** start of TASK DATA **

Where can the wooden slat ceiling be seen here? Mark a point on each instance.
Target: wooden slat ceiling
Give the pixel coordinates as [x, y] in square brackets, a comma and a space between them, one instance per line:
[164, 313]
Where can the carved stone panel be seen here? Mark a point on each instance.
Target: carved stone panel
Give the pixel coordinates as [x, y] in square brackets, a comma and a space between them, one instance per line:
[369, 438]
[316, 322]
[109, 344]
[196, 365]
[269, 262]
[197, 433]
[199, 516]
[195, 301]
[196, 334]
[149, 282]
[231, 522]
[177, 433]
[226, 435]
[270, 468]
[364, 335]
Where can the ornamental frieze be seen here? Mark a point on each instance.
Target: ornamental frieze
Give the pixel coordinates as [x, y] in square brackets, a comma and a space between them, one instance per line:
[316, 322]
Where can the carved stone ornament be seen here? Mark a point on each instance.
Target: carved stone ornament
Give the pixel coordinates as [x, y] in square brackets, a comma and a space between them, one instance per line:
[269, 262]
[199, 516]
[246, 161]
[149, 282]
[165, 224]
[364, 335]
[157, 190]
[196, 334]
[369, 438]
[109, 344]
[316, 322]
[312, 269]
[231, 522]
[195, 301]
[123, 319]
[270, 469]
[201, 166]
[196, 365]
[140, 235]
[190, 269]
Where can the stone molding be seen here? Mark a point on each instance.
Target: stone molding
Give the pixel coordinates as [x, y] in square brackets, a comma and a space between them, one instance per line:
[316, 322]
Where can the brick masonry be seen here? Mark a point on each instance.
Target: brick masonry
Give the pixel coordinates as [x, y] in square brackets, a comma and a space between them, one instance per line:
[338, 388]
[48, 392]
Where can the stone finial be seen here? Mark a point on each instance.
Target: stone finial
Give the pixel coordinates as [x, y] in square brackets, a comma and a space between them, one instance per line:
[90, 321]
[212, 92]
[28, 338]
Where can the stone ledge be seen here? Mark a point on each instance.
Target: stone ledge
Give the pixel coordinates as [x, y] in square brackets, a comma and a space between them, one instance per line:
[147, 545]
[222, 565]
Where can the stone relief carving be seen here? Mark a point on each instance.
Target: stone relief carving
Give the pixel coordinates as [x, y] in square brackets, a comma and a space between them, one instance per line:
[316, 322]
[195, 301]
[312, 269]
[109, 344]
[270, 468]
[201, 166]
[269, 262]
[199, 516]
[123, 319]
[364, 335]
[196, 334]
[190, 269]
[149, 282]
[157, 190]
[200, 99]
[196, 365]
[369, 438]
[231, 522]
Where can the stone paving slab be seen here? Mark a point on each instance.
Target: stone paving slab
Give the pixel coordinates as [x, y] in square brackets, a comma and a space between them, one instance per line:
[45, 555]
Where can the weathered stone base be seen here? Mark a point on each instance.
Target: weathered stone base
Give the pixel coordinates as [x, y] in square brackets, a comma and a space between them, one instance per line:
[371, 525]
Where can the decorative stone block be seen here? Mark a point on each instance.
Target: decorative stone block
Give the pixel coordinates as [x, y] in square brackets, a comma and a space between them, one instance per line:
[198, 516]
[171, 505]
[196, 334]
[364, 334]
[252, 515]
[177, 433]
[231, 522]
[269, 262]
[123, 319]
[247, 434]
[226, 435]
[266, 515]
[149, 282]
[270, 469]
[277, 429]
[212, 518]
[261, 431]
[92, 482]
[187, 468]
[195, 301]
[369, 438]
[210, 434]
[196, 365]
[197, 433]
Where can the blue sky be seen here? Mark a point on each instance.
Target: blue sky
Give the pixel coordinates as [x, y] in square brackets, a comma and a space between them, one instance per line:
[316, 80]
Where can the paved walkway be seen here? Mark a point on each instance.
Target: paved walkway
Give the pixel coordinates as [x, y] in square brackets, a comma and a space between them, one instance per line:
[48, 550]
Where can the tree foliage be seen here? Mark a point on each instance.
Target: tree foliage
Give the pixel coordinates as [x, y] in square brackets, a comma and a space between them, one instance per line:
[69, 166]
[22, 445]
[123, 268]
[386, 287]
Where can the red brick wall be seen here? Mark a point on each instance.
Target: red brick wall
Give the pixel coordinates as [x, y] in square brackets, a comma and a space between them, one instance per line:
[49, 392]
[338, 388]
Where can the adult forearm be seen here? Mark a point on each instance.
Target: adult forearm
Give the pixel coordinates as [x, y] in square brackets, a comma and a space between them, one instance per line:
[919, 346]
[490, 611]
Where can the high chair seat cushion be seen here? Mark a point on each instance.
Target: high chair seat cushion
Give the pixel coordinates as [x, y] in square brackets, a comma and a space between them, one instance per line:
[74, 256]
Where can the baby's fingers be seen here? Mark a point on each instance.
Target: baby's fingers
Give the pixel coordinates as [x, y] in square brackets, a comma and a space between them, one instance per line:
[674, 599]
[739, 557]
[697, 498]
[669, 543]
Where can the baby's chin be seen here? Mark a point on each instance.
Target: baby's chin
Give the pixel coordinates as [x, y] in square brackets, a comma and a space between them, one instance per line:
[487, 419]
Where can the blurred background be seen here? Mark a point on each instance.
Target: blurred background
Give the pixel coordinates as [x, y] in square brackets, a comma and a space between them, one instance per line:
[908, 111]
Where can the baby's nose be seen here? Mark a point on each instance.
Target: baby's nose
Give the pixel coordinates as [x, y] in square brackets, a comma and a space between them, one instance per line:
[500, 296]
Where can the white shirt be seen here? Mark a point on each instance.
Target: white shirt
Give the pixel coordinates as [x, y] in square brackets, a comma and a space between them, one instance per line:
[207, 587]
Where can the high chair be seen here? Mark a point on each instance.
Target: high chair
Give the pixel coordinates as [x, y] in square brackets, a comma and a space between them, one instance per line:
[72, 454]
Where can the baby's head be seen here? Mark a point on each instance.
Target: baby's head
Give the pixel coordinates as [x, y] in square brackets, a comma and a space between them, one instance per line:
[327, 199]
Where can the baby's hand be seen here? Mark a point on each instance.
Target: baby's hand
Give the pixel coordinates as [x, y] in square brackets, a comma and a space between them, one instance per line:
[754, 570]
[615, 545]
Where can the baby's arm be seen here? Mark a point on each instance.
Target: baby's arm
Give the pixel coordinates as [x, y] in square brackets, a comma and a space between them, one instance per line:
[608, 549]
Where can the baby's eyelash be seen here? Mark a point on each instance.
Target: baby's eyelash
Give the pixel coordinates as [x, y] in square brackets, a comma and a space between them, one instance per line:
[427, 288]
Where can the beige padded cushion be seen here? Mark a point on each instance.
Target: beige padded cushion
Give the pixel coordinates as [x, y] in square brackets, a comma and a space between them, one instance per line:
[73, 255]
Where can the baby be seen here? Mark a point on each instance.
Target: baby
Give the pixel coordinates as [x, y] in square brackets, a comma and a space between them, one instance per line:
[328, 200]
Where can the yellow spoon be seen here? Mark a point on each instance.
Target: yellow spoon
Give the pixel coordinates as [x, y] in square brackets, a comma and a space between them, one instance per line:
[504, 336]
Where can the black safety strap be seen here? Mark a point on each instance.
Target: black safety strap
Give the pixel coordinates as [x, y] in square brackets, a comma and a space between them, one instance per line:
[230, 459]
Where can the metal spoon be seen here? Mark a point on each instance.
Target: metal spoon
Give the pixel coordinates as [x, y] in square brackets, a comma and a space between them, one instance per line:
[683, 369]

** end of TASK DATA **

__WORK TO DO__
Rename "pixel coordinates" to "image coordinates" everywhere in the material above, and write out all of the material again with nothing else changed.

__FULL RESPONSE__
Where can the wooden slat ceiling be seen here? Mark a point on each instance.
Target: wooden slat ceiling
Give the image coordinates as [x, y] in square brackets, a comma and a space between them, one instance per line:
[164, 313]
Where can the carved stone panel be seen here? Mark a point on each instance.
Target: carved stone panel
Give the image coordinates as [x, y] in square brackets, a comma and a space between them, one instance per line:
[369, 438]
[316, 322]
[109, 344]
[196, 365]
[269, 262]
[197, 433]
[199, 516]
[195, 301]
[196, 334]
[149, 282]
[231, 522]
[177, 433]
[226, 435]
[270, 468]
[364, 335]
Where can the ornamental frieze be seen here? Mark a point on each instance.
Target: ornamental frieze
Give the image coordinates as [x, y] in square brackets, a comma and a space between them, one instance per line:
[316, 322]
Where can the carved stone ornament be seen here? Mark a point on each instance.
Target: carved stone ornament
Give the image coordinates as [x, y] in square brackets, a comma and a space between them, one instance per line:
[269, 262]
[199, 516]
[246, 161]
[149, 282]
[165, 224]
[364, 335]
[157, 190]
[196, 334]
[369, 438]
[109, 344]
[316, 322]
[312, 269]
[231, 522]
[195, 301]
[123, 319]
[270, 469]
[201, 166]
[196, 365]
[140, 235]
[190, 269]
Where can the stone molding be seen here? Mark a point on each instance.
Target: stone molding
Give the image coordinates as [x, y] in square brackets, a comma and a space between them, one instance per line:
[316, 322]
Where can the brick masonry be seen here? Mark a point on each instance.
Target: brick masonry
Give the image coordinates as [x, y] in square brackets, a comma and a space between them, one instance per line:
[338, 388]
[48, 392]
Where can the stone finial be seen here? Mark a point on each instance.
Target: stone finial
Give the image coordinates as [x, y] in square brackets, a comma and a space between them, one instance per line:
[90, 321]
[212, 92]
[28, 338]
Where can the stone ledge be seen here? Mark a point on each instance.
Target: stone ledge
Give the image coordinates as [x, y] in square brackets, a comma and a space between them, one instance per line:
[147, 545]
[222, 565]
Where can the stone relief carving be seen here? Mark a point on each instance.
Target: stone relief carving
Give the image coordinates as [x, y] in square brackets, a comma and a space between them, one instance per line:
[316, 322]
[195, 301]
[312, 269]
[109, 344]
[270, 468]
[201, 166]
[269, 262]
[199, 516]
[123, 319]
[364, 335]
[196, 334]
[190, 269]
[149, 282]
[157, 190]
[200, 99]
[196, 365]
[369, 438]
[231, 522]
Where can the stone paving slab be seen here? Mark a point on each instance.
Target: stone paving slab
Give the image coordinates as [x, y] in square brackets, a comma and a space between them, one instance per line:
[45, 555]
Where can the weathered stone base be seen here? Mark a point on each instance.
Target: weathered stone base
Give the image coordinates as [x, y] in square brackets, a comma and a space between them, one instance per line:
[371, 525]
Where can the decorative stone block be seen here? Mark a point on each instance.
Target: decorative stone block
Give the image coordinates as [x, y] in square brackets, a comma and a space between them, one instance per line:
[198, 516]
[171, 505]
[196, 334]
[364, 334]
[252, 515]
[177, 433]
[231, 522]
[269, 262]
[123, 319]
[247, 434]
[226, 435]
[266, 515]
[149, 282]
[270, 469]
[277, 429]
[212, 518]
[261, 431]
[92, 482]
[187, 468]
[195, 301]
[369, 438]
[210, 434]
[196, 365]
[197, 433]
Where can the blue sky be seen here? Mark a point on each instance.
Target: blue sky
Give the image coordinates as [x, y] in square brackets, a comma and a space between them, one instance per line:
[316, 80]
Where can the paved walkway be seen here? Mark a point on each instance.
Target: paved walkway
Give the image coordinates as [x, y] in square brackets, a comma and a space between them, one instance per line:
[48, 550]
Where can the tree foliage be seen here? Mark a point on each instance.
Target: tree foliage
Give the image coordinates as [x, y] in square brackets, a comma and a space between them, one instance per line:
[69, 166]
[22, 445]
[123, 268]
[386, 287]
Where can the red brick wall be seen here? Mark a point on each instance.
Target: red brick wall
Give the image coordinates as [x, y] in square brackets, a comma and a space between them, one instance per line:
[49, 392]
[338, 388]
Where can the adult forearm be seen here? Mark a point on each instance.
Target: adult forearm
Give the image coordinates as [x, y] in square brackets, a comma and a space between them, one instance per line:
[919, 346]
[490, 611]
Where can the high chair seat cushion be seen here? Mark a point on each instance.
Target: high chair seat cushion
Give the image coordinates as [x, y] in square brackets, a comma and a space between them, one instance per line:
[74, 256]
Where can the baby's fingers be seen here? Mark a point on each instance.
Target: baby's fingers
Give the image coordinates as [x, y] in square brackets, a comma and a space between them, one instance per line:
[674, 599]
[739, 557]
[697, 498]
[669, 543]
Where can the baby's chin be seen here? Mark a point on each instance.
Target: baby's chin
Give the image coordinates as [x, y] in square brackets, a comma and a space between them, one instance per line:
[487, 419]
Where can the blurred background be seen here? Mark a point on each instance.
Target: blurred background
Give the image coordinates as [x, y] in square brackets, a comma and a space between them, one instance per line:
[908, 111]
Where can the baby's nose be seen here? Mark a point on each instance.
Target: baby's nose
Give the image coordinates as [x, y] in square brackets, a comma and a space between them, one instance per line:
[500, 296]
Where can the white shirt be seen here? Mark a point on each instance.
Target: white shirt
Give the image coordinates as [x, y] in square brackets, a comma and a space between them, one instance per line:
[207, 587]
Where can the high chair be seen here? Mark a point on each instance.
Target: high chair
Give the image coordinates as [x, y] in square brackets, a comma and a space between them, one instance per line:
[72, 454]
Where can the baby's head be seen here? Mark a point on each instance.
Target: baby's head
Give the image coordinates as [x, y] in square brackets, a comma and a space between them, one instance per line:
[327, 199]
Where can the baby's hand be seen here? Mark a point on each instance.
Target: baby's hand
Give the image coordinates as [x, y] in square brackets, a comma and a space between them, one instance per line:
[754, 570]
[615, 545]
Where can the baby's arm be seen here? Mark a point on each instance.
Target: baby's arm
Give the image coordinates as [x, y] in square brackets, a comma and a space between them, one instance per line:
[608, 549]
Where can the baby's eyelash be seen here? Mark a point on each instance.
Target: baby's eyelash
Give the image coordinates as [x, y] in square brackets, a comma and a space between them, one instance per line:
[427, 288]
Where can the beige padded cushion be seen here? Mark a point on each instance.
Target: beige padded cushion
Give the image coordinates as [x, y] in square brackets, a comma and a space between them, one instance per line:
[73, 255]
Where can the baby be seen here? Mark a point on each instance.
Target: baby
Give the image coordinates as [x, y] in square brackets, a comma and a space between them, one instance per line:
[328, 200]
Where can the yellow spoon be seen here? Mark a point on each instance.
Target: yellow spoon
Give the image coordinates as [x, y] in square brackets, a comma and a space between them, one instance per line:
[504, 336]
Where can the black safety strap be seen here? Mark a point on each instance.
Target: black safety strap
Give the image coordinates as [x, y] in square brackets, a comma and a space between them, one instance per line:
[230, 459]
Where can the metal spoon be seen here? Mark a point on each instance.
Target: metal spoon
Give the image coordinates as [x, y] in square brackets, a comma and a space between them, one instance per line:
[683, 369]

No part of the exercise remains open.